▶ **The request**: Find every line in the items below that contains the word "screen" and copy each of those lines.

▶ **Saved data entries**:
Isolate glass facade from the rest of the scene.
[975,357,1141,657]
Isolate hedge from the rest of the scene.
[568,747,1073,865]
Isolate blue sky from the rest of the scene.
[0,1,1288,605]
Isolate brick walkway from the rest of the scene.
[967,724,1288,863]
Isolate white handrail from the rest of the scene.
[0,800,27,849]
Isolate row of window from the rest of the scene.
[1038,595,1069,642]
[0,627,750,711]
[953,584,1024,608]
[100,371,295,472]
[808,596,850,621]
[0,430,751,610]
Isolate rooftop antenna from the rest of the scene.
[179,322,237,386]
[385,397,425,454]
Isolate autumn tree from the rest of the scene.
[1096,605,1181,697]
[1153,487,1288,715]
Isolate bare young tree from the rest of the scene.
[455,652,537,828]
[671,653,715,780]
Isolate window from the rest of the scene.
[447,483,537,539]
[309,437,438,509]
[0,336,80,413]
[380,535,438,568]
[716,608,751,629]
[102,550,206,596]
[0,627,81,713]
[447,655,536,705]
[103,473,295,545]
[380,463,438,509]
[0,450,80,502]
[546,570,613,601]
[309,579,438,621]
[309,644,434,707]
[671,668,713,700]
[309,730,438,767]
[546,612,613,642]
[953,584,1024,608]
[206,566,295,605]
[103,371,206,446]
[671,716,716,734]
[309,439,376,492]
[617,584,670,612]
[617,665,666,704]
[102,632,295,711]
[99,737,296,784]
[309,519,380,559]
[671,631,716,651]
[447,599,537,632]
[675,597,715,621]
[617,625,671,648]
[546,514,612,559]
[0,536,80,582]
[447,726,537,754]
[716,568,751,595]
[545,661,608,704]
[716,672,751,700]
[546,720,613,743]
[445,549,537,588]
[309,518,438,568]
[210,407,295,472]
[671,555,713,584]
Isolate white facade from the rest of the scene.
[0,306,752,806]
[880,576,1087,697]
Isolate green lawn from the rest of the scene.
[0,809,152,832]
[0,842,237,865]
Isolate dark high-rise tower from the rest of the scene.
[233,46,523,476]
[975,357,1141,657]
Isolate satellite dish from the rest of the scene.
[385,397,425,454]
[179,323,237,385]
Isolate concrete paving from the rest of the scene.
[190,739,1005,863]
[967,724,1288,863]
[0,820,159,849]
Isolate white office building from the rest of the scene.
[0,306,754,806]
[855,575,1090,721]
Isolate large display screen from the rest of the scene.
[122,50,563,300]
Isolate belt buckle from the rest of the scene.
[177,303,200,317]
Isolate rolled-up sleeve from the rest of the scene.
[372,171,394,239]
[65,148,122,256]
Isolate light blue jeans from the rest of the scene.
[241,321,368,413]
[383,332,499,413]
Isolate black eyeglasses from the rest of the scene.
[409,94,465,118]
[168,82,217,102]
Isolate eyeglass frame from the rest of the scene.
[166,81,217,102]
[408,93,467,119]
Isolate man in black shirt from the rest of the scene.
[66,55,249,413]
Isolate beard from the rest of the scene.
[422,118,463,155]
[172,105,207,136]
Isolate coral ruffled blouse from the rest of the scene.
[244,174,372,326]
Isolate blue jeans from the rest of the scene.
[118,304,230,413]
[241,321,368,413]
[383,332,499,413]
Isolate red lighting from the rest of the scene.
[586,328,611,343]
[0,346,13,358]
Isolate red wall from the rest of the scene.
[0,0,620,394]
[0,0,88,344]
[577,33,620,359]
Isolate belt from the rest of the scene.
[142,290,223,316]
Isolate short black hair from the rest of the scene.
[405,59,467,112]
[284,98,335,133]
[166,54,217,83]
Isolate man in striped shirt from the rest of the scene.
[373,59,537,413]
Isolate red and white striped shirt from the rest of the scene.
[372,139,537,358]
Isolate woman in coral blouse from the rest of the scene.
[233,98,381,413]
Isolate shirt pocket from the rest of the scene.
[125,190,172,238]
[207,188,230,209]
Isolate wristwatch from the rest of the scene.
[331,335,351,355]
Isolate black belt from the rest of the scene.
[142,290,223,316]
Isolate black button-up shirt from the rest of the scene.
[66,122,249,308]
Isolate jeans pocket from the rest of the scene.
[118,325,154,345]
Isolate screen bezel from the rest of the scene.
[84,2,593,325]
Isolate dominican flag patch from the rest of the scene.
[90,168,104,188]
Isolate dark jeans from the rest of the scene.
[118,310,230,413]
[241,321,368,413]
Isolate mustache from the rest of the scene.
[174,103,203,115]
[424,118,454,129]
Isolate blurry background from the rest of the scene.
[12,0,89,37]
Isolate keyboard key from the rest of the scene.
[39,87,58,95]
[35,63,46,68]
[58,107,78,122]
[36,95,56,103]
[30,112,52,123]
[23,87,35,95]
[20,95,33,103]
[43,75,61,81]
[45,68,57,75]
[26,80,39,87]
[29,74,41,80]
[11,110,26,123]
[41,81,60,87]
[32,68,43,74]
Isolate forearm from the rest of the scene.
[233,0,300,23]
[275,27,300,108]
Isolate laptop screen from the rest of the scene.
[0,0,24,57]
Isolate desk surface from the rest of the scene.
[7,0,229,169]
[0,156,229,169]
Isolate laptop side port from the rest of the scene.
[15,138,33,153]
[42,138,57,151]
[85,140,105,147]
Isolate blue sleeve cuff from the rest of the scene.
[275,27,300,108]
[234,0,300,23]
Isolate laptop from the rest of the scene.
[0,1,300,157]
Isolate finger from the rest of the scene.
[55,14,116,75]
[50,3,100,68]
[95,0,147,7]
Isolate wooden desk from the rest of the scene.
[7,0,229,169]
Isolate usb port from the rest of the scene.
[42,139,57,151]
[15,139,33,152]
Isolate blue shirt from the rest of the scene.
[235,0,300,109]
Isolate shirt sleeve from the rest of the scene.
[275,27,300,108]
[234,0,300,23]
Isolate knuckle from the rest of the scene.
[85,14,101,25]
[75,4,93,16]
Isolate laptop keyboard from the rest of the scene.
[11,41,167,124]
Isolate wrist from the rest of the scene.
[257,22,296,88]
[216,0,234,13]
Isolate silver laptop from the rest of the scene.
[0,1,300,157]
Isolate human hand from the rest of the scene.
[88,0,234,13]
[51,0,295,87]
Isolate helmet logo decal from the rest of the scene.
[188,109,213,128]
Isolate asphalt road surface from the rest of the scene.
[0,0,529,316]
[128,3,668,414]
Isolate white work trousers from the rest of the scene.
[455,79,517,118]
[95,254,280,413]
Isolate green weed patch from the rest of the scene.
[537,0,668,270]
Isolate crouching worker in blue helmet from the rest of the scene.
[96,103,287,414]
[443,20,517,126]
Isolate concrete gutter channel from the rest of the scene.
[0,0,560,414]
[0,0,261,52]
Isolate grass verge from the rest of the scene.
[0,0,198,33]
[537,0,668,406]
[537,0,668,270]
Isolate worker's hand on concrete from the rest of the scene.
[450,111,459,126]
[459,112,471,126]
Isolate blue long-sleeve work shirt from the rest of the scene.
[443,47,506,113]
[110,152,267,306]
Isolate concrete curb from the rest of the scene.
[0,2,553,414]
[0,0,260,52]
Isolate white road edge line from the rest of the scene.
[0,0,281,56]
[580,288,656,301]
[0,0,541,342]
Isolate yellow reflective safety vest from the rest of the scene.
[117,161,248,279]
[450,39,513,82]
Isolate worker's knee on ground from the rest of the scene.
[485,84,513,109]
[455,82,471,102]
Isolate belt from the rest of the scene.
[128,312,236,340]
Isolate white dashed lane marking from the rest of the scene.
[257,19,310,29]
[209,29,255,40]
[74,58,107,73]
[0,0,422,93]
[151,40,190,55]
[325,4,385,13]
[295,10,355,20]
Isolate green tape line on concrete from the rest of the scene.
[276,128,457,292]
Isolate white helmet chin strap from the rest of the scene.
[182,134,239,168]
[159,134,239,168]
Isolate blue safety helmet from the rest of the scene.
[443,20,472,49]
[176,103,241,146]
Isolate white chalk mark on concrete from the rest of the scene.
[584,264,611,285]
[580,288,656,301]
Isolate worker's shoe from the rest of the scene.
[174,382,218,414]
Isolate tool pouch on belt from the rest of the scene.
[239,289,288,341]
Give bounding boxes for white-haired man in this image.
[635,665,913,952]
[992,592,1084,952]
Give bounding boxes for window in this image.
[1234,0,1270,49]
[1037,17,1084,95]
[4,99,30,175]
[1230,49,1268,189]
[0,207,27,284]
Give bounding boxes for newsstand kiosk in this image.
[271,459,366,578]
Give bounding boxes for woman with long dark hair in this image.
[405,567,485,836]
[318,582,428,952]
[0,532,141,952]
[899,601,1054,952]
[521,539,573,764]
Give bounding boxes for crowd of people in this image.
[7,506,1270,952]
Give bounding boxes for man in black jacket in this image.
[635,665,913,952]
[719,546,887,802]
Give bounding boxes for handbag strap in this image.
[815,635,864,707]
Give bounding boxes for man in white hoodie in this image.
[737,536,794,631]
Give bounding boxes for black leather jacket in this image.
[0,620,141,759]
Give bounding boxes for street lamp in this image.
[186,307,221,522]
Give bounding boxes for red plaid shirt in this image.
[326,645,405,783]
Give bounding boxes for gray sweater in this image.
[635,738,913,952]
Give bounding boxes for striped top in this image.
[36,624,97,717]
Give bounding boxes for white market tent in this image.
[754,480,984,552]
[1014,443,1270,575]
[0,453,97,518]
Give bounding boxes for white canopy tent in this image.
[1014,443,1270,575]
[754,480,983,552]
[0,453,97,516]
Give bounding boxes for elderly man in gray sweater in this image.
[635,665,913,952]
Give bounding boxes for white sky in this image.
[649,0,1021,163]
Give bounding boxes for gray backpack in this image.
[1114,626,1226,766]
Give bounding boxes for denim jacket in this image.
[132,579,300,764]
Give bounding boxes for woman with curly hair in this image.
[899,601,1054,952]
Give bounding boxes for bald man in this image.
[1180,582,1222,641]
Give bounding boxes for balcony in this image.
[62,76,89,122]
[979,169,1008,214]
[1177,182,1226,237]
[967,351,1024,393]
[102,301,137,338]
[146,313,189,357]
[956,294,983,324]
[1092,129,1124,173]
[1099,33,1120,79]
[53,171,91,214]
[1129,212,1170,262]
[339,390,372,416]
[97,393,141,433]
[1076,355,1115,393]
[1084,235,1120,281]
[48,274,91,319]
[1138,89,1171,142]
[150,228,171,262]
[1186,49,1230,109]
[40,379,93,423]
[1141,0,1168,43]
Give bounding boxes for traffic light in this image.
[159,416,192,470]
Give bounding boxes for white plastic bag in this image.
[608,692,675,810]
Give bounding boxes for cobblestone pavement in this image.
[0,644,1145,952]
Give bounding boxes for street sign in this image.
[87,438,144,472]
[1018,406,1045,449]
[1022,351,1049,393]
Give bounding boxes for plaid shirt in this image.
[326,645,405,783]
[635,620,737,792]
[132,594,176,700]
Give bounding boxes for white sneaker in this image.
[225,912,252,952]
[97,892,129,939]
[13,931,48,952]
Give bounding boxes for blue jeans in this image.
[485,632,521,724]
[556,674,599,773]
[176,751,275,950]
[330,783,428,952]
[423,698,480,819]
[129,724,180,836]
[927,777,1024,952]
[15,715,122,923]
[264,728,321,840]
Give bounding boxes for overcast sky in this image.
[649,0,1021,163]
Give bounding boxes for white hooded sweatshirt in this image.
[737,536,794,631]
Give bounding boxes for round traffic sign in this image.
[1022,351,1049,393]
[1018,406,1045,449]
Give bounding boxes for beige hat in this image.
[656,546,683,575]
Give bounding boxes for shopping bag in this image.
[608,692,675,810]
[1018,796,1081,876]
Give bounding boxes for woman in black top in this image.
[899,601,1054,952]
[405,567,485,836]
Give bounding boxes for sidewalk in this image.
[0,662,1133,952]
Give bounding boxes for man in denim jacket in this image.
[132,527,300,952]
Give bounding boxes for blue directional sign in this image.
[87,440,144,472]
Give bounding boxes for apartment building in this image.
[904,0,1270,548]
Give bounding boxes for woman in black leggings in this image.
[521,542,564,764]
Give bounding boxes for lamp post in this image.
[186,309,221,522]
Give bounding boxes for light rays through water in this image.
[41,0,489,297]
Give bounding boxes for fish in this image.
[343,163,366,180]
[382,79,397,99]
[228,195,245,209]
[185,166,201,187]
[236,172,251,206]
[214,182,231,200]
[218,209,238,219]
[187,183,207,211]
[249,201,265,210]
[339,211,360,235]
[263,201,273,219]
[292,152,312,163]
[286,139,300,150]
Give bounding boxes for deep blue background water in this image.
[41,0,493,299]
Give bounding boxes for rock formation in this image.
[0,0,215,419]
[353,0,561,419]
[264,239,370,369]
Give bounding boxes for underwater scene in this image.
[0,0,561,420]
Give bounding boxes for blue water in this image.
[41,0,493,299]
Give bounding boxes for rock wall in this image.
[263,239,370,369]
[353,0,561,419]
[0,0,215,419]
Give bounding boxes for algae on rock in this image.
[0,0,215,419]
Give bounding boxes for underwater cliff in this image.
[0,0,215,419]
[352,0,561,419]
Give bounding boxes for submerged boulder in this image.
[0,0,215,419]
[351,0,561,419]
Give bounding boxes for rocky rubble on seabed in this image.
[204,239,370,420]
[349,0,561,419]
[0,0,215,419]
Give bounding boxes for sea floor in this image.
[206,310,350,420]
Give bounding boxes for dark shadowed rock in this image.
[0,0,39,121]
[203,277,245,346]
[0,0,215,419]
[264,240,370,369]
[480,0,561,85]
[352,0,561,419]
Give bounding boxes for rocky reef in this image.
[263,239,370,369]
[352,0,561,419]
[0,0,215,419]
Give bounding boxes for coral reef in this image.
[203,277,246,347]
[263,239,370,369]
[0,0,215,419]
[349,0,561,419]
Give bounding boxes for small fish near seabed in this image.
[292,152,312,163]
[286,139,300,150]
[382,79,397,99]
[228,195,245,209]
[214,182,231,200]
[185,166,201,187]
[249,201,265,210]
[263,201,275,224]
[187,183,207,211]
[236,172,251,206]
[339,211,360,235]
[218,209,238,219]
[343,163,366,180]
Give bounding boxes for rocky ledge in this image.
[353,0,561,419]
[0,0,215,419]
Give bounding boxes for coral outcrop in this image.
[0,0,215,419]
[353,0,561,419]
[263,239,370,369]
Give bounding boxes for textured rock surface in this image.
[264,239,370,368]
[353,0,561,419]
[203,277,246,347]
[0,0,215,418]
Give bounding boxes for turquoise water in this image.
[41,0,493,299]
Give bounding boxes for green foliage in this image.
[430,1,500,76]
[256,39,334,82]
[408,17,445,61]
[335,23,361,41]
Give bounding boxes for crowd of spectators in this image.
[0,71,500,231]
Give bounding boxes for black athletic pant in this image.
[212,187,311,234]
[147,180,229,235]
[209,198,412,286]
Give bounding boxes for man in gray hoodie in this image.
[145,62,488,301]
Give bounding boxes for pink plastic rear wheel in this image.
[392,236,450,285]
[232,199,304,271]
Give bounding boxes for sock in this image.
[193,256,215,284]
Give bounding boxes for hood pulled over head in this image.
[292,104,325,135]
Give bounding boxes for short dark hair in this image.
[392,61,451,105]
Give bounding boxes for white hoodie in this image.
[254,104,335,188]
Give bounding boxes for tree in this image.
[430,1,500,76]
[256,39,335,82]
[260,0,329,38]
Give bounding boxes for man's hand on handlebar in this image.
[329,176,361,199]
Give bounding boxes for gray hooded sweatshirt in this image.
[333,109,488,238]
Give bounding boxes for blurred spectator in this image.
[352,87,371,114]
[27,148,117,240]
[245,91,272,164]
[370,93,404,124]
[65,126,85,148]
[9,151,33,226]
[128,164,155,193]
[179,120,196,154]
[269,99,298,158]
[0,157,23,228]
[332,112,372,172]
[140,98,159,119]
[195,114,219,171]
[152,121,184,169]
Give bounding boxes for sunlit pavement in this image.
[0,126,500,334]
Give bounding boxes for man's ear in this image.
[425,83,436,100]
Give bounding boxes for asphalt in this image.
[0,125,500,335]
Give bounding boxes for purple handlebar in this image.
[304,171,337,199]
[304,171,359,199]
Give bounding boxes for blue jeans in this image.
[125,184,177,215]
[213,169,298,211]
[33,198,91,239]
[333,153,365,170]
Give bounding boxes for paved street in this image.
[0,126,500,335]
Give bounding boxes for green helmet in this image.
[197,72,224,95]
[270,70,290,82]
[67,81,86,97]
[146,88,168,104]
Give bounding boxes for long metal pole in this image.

▶ **Solved exercise**:
Isolate large display screen from the rest of the scene.
Isolate screen bezel from the rest of the scene.
Isolate laptop screen from the rest of the scene.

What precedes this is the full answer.